Task inputs start

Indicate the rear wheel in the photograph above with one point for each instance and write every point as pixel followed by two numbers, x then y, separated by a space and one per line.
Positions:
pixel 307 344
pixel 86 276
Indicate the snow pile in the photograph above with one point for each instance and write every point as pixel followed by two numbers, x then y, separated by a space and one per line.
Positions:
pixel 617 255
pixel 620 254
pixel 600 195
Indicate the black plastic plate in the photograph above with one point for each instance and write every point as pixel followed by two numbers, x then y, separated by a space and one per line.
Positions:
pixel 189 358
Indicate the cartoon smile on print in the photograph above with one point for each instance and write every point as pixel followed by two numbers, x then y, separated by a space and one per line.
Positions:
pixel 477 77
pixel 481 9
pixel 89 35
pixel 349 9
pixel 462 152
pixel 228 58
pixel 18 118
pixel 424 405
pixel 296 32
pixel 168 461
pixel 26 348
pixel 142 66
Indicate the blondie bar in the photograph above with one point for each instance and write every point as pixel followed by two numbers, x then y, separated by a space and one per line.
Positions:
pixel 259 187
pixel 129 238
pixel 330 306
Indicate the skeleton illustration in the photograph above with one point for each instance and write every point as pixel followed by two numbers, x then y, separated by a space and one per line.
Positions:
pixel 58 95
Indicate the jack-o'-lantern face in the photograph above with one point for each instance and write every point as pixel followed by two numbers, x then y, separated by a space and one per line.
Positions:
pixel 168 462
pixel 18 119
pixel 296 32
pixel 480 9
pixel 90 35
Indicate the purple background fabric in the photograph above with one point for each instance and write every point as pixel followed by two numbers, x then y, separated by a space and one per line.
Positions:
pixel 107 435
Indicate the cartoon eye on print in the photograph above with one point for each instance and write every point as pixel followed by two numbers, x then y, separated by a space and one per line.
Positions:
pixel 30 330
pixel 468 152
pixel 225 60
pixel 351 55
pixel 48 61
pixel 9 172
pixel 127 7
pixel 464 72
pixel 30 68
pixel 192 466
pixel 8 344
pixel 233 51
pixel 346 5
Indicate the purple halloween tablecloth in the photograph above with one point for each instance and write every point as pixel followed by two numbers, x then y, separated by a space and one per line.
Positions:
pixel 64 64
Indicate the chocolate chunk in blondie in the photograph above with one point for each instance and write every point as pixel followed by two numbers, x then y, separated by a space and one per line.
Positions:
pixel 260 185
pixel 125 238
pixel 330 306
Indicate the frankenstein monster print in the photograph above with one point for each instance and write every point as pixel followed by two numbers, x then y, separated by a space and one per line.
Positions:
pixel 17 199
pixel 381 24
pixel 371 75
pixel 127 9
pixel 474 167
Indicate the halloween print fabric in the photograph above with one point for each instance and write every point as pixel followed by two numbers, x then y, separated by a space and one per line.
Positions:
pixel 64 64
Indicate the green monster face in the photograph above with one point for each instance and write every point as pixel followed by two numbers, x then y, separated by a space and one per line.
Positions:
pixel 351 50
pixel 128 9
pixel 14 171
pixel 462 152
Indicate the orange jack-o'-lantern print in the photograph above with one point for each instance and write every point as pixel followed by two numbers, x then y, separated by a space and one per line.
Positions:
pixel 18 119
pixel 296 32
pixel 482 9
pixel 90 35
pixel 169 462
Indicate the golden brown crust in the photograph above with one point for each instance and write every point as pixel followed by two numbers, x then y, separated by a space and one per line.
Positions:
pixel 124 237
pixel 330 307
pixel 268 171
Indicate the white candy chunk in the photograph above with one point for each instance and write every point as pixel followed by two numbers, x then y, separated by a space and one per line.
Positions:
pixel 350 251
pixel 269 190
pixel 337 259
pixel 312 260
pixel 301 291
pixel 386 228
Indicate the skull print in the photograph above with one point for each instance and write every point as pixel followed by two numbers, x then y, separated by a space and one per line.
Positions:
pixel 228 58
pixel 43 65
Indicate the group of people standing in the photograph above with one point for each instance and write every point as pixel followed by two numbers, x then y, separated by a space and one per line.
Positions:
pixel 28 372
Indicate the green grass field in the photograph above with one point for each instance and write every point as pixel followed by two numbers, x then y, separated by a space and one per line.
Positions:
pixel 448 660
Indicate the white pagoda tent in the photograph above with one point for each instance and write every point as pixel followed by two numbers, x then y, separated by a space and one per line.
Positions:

Task inputs end

Format the lines from the one containing "Indicate the golden" through the one containing "pixel 268 171", inclusive, as a JSON list of strings, one string per line, leaving out any blank lines.

The answer:
[
  "Indicate the golden brown crust in the photograph above with one point for each instance and write every point as pixel followed by two numbers, x then y, separated by a space and one per line.",
  "Positions:",
  "pixel 124 237",
  "pixel 330 307",
  "pixel 268 171"
]